(Segmentation mask data)
"""

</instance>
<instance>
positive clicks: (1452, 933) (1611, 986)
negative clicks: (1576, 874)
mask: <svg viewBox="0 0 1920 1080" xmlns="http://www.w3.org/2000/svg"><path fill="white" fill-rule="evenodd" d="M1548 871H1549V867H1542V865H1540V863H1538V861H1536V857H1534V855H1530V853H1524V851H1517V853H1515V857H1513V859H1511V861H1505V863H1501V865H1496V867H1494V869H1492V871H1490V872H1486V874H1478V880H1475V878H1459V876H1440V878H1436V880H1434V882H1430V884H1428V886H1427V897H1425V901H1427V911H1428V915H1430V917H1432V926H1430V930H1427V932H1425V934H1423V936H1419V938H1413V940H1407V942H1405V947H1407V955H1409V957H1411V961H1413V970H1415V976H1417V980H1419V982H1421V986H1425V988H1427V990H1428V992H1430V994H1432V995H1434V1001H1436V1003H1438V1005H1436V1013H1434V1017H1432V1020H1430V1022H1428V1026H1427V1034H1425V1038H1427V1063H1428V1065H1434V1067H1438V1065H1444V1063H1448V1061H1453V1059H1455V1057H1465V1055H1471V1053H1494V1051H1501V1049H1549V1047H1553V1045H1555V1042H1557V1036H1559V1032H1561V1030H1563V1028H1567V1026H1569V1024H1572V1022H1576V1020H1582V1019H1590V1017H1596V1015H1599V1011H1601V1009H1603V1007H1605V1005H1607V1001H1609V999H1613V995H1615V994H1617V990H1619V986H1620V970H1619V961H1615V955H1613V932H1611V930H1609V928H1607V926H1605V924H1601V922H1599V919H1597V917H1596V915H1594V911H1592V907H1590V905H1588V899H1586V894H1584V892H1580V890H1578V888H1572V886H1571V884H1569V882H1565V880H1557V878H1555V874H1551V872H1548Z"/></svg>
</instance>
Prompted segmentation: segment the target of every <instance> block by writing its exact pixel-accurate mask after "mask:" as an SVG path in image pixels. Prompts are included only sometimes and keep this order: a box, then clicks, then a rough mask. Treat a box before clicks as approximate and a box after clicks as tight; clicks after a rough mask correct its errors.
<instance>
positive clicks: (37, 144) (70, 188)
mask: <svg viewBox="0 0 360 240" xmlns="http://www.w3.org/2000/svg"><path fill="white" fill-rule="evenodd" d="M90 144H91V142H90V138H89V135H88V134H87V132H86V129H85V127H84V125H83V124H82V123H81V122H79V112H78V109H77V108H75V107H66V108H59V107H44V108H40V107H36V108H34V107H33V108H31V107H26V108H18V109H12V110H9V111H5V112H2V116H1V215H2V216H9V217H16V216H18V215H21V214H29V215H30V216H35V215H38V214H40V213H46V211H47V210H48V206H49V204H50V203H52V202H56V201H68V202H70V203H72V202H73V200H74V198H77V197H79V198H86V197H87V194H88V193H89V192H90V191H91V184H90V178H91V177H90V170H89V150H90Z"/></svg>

"""

__Task__. Rewrite the entries above, substituting "foreground clicks" for every occurrence of "positive clicks" and keeping all other text unchanged.

__Answer to this exercise__.
</instance>
<instance>
foreground clicks: (1452, 933) (1611, 986)
negative clicks: (1576, 874)
mask: <svg viewBox="0 0 1920 1080" xmlns="http://www.w3.org/2000/svg"><path fill="white" fill-rule="evenodd" d="M1548 871H1549V867H1542V865H1540V863H1538V861H1536V857H1534V855H1530V853H1524V851H1517V853H1515V857H1513V859H1511V861H1505V863H1501V865H1496V867H1494V869H1492V871H1490V872H1486V874H1478V880H1475V878H1459V876H1440V878H1436V880H1434V882H1430V884H1428V886H1427V897H1425V901H1427V911H1428V915H1430V917H1432V926H1430V930H1427V932H1425V934H1423V936H1419V938H1413V940H1407V942H1405V947H1407V955H1409V957H1411V961H1413V970H1415V976H1417V980H1419V982H1421V986H1425V988H1427V990H1428V992H1430V994H1432V995H1434V1001H1436V1003H1438V1005H1436V1013H1434V1017H1432V1020H1430V1022H1428V1026H1427V1034H1425V1038H1427V1063H1428V1065H1434V1067H1438V1065H1444V1063H1448V1061H1453V1059H1455V1057H1465V1055H1471V1053H1494V1051H1501V1049H1549V1047H1553V1045H1555V1042H1557V1036H1559V1032H1561V1030H1563V1028H1567V1026H1569V1024H1572V1022H1576V1020H1582V1019H1590V1017H1596V1015H1599V1011H1601V1009H1603V1007H1605V1005H1607V1001H1609V999H1613V995H1615V994H1617V990H1619V986H1620V970H1619V961H1615V955H1613V932H1611V930H1609V928H1607V926H1605V924H1601V922H1599V919H1597V917H1596V915H1594V911H1592V907H1590V905H1588V899H1586V894H1584V892H1580V890H1578V888H1572V886H1571V884H1569V882H1565V880H1557V878H1555V874H1551V872H1548Z"/></svg>
</instance>
Prompted segmentation: segment the target of every <instance> block by writing its exact pixel-accurate mask after "mask:" as an SVG path in image pixels. Prompts are included only sometimes and keep this order: a box, then clicks, then a rough mask. Treat a box before clicks as approximate and a box after clicks as tight; clicks after a rough mask correct its errors.
<instance>
foreground clicks: (37, 144) (70, 188)
mask: <svg viewBox="0 0 360 240" xmlns="http://www.w3.org/2000/svg"><path fill="white" fill-rule="evenodd" d="M90 144H91V142H90V138H89V135H88V134H87V132H86V129H85V127H84V125H83V124H82V123H81V122H79V112H78V109H77V108H75V107H66V108H59V107H44V108H40V107H36V108H34V107H33V108H31V107H26V108H18V109H12V110H9V111H5V112H2V116H1V215H2V216H9V217H16V216H18V215H21V214H29V215H30V216H35V215H38V214H40V213H46V211H47V210H48V206H49V204H50V203H52V202H56V201H68V202H70V203H72V202H73V200H74V198H77V197H79V198H86V197H87V194H88V193H89V192H90V191H91V184H90V178H91V177H90V170H89V150H90Z"/></svg>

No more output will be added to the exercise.